* Les consignes:
A. D'après le texte sur l'Assemblée de Martinique, quelle date limite la rédaction initiale fixait-elle pour la première élection des conseillers ?
B. Prolongez le texte sur l'Assemblée de Martinique en reprenant juste après sa dernière phrase.

* Texte fourni:
______

Mais cette concomitance, si l’on y tient, peut être réalisée ultérieurement, comme cela a été le cas pour les élections aux assemblées régionales des départements d’outre-mer, qui ont précédé de trois ans celles de l’Hexagone.
En réalité, rien ne s’oppose vraiment à la mise en place des deux collectivités uniques en 2012, en dehors, évidemment, de ce qui relève de stratégies purement politiciennes.
En revanche, je tiens à le souligner, plus il s’écoulera de temps avant cette mise en place, plus on verra s’exacerber chez les agents des deux collectivités le sentiment d’être confrontés à un avenir incertain et s’installer un climat de sourde inquiétude, forcément préjudiciable à un bon fonctionnement du service public. On risque également de voir se poursuivre des recrutements et même se créer des services concurrents.
J’ajoute, enfin, qu’il est urgent de fournir aux acteurs économiques un cadre institutionnel stabilisé et lisible.
Je suis donc évidemment pour un retour à la rédaction initiale fixant la date de première élection des conseillers à l’Assemblée de Martinique au plus tard au 31 décembre 2012.
J’en viens, en troisième lieu, à un point que je considère également comme particulièrement important, car il va conditionner non seulement le fonctionnement démocratique de l’Assemblée de Martinique, mais, au-delà, croyez-moi, l’avenir même de la démocratie à la Martinique. Je veux parler du niveau de la prime qui est prévue pour la liste arrivée en tête.
Comme une majorité de Martiniquais, je considère qu’une prime majoritaire de 9 sièges est tout à fait excessive. Et je ne comprends pas que les collègues de la commission des lois aient pu considérer qu’elle l’était moins que la prime de 20 % prévue par le projet gouvernemental.
Passer de 11 à 9 sièges n’atténuera pas les conséquences prévisibles. Une formation politique disposera ainsi dans l’assemblée d’une majorité écrasante, à laquelle viendront encore s’ajouter 9 élus d’un exécutif forcément issu de la majorité.
On se trouvera dans une situation analogue à celle qu’offre le conseil régional de la Martinique : dans une assemblée de 41 membres, un groupe majoritaire, avec 48, 32 % des suffrages, détient 26 sièges ; le premier groupe d’opposition n’en détient que 12, avec plus de 41 % des suffrages, et l’autre, que 3, avec 11 % des suffrages.

______

* Les données:
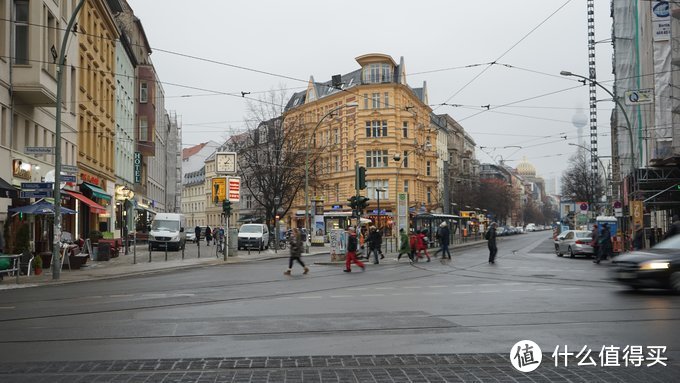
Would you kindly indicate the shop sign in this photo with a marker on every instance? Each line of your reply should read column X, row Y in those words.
column 21, row 169
column 138, row 167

______

* Les réponses:
A. Le 31 décembre 2012 au plus tard.

B.
Eh bien, mes chers collègues, je ne souhaite vraiment pas que les affaires de la Martinique soient, demain, gérées par une assemblée unique conçue sur ce modèle, ni qu’au sein de cette assemblée l’opposition soit réduite à la portion congrue et que même des formations politiques importantes soient marginalisées.
Il est possible qu’ailleurs, dans des régions de France ou des collectivités d’outre-mer, à l’histoire et à la culture différentes, l’on estime devoir rechercher la stabilité au détriment de l’exigence démocratique. En Martinique, je crois pouvoir affirmer qu’il y va tout autrement.
On y a tout particulièrement besoin d’espaces démocratiques de débat. Concentrer des pouvoirs locaux dans une seule main aboutira, à coup sûr, à des catastrophes. Je vous le dis avec beaucoup de gravité, car c’est alors dans la rue que s’exprimeront les courants d’opinion muselés.
Nous devons d’autant plus éviter une telle issue que les exemples ne manquent pas de mandatures d’assemblées martiniquaises parfaitement réussies sans majorité importante, à commencer par celle de la première assemblée régionale, présidée par Aimé Césaire avec une seule voix de majorité.
Cela m’amène à conclure sur ce qui se veut un appel pressant : mes chers collègues, ne nous obstinons pas à vouloir traiter des réalités différentes de manière uniforme ; par ailleurs, n’oublions pas que, sans démocratie véritable, il n’y a jamais de développement réussi.
Pour que les deux collectivités uniques que nous voulons mettre en place puissent contribuer à l’efficacité des politiques publiques de développement local, faisons en sorte qu’elles soient conçues en tenant compte de la situation particulière de chacun des deux territoires concernés et, par-dessus tout, de la soif de démocratie de leurs peuples !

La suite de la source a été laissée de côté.